AIM OF THE TASK:
Compute how many lines in the entries below contain "Target", and output nothing but the number.

*** DATA SUPPLIED ***

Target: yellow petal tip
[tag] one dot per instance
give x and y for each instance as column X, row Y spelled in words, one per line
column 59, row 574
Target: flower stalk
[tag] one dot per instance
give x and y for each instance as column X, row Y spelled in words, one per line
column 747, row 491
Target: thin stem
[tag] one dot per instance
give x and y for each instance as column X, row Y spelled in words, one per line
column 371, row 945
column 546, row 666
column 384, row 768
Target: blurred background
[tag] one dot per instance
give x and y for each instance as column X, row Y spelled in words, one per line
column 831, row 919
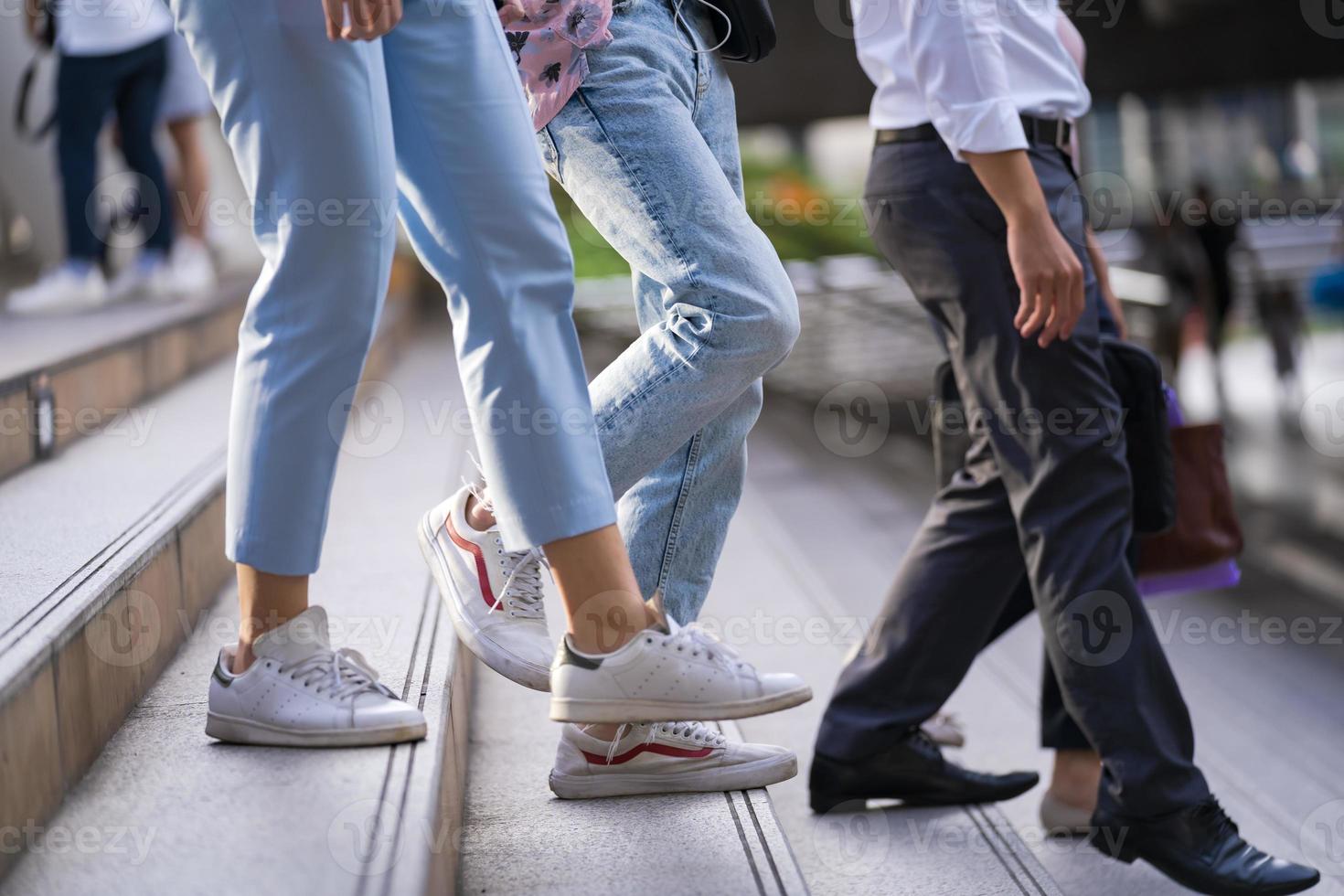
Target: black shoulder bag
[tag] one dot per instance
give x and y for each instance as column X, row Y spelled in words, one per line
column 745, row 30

***

EXERCISE RESULT:
5